[Start of section]
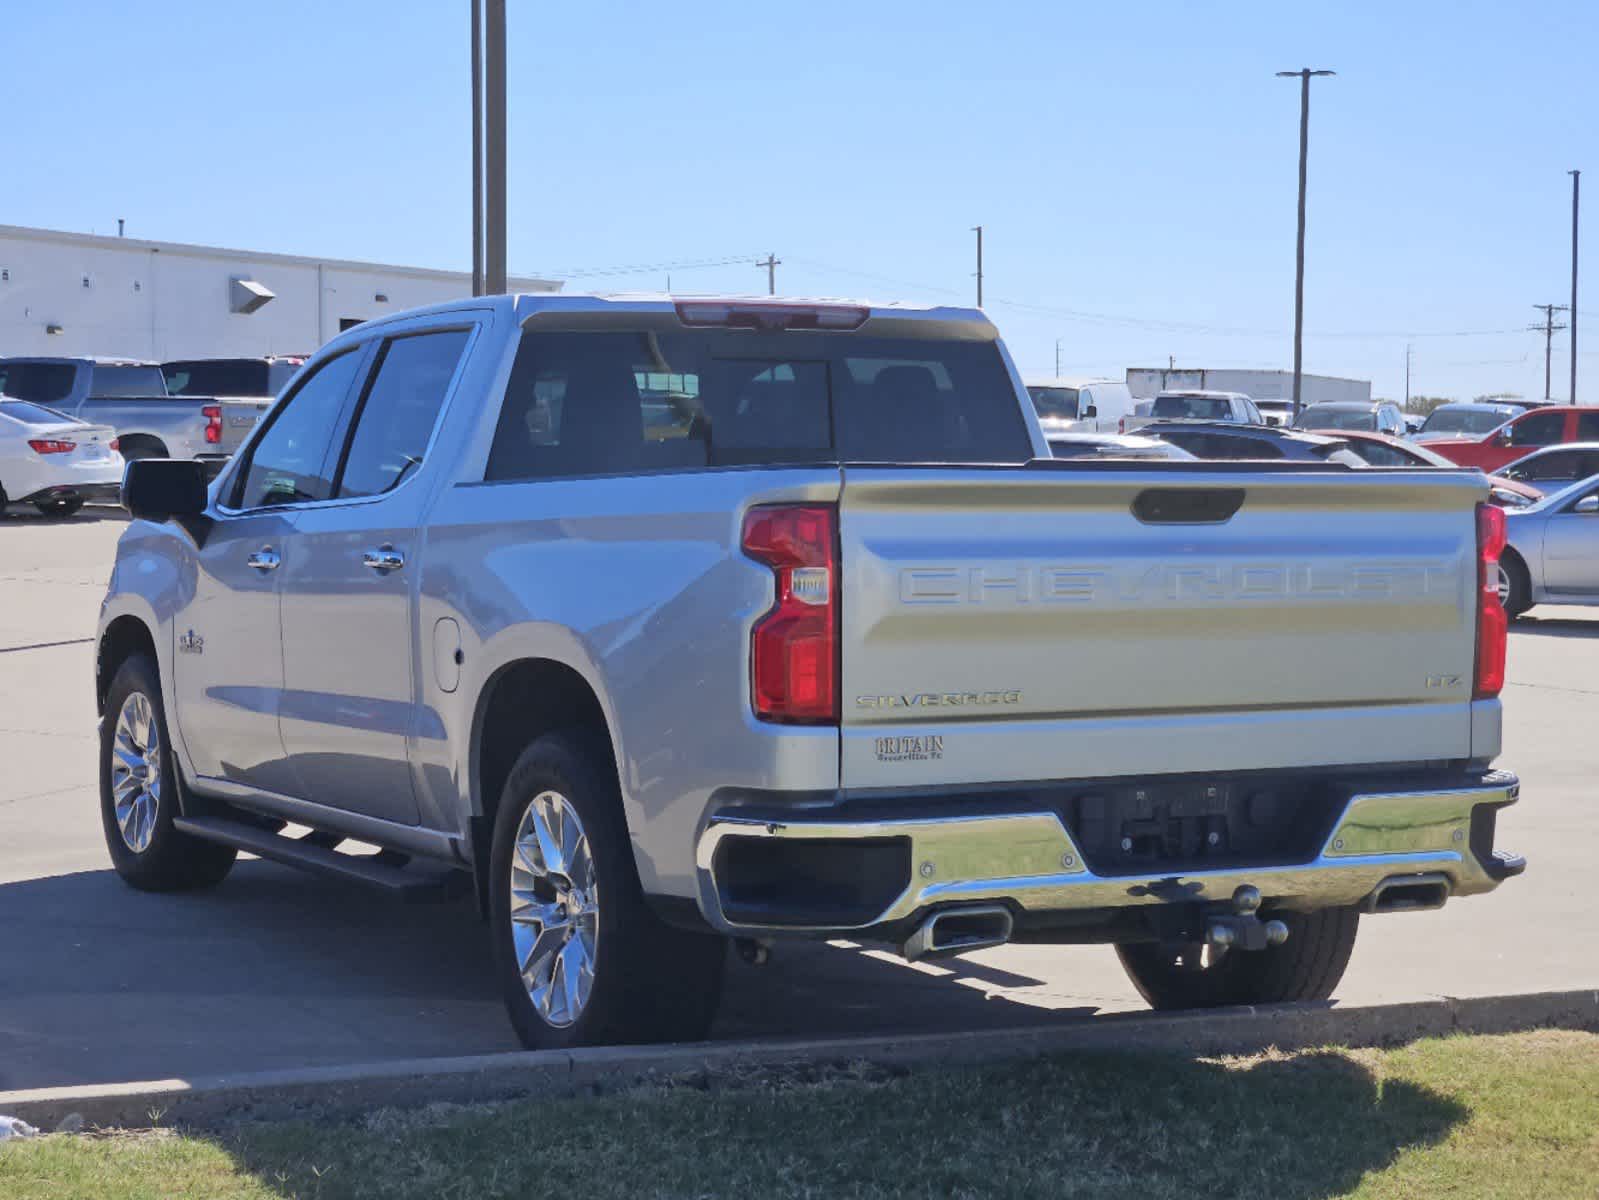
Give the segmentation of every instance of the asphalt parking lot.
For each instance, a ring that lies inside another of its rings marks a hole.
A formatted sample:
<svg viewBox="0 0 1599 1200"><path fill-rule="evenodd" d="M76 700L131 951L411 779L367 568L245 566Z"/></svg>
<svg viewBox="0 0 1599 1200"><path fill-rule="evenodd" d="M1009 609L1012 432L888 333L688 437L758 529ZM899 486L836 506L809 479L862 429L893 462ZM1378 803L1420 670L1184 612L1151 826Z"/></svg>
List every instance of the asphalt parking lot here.
<svg viewBox="0 0 1599 1200"><path fill-rule="evenodd" d="M95 615L123 527L0 523L0 1090L515 1048L469 905L402 907L247 861L217 891L125 888L101 840ZM1599 609L1511 634L1500 844L1530 860L1491 897L1368 921L1339 999L1599 987ZM1011 946L937 964L779 946L735 961L716 1035L993 1028L1141 1007L1112 951Z"/></svg>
[End of section]
Write out again, exactly as they appear above, the lines from the one containing "For each instance, a" to the final line, and only those.

For each instance, a ring that lies inside another of its rings marks a hole.
A formatted sample:
<svg viewBox="0 0 1599 1200"><path fill-rule="evenodd" d="M76 700L131 951L411 779L367 568L245 566Z"/></svg>
<svg viewBox="0 0 1599 1200"><path fill-rule="evenodd" d="M1009 609L1012 432L888 333L688 437L758 529ZM899 486L836 506L809 479L862 429L893 462ZM1378 803L1420 670L1184 612L1151 826Z"/></svg>
List every instance of the asphalt parking lot here.
<svg viewBox="0 0 1599 1200"><path fill-rule="evenodd" d="M95 615L123 527L0 523L0 1090L515 1048L469 905L402 907L247 861L217 891L125 888L101 840ZM1599 609L1511 634L1500 844L1530 860L1491 897L1368 921L1339 999L1599 987ZM1011 946L937 964L779 946L735 961L716 1035L993 1028L1141 1007L1112 951Z"/></svg>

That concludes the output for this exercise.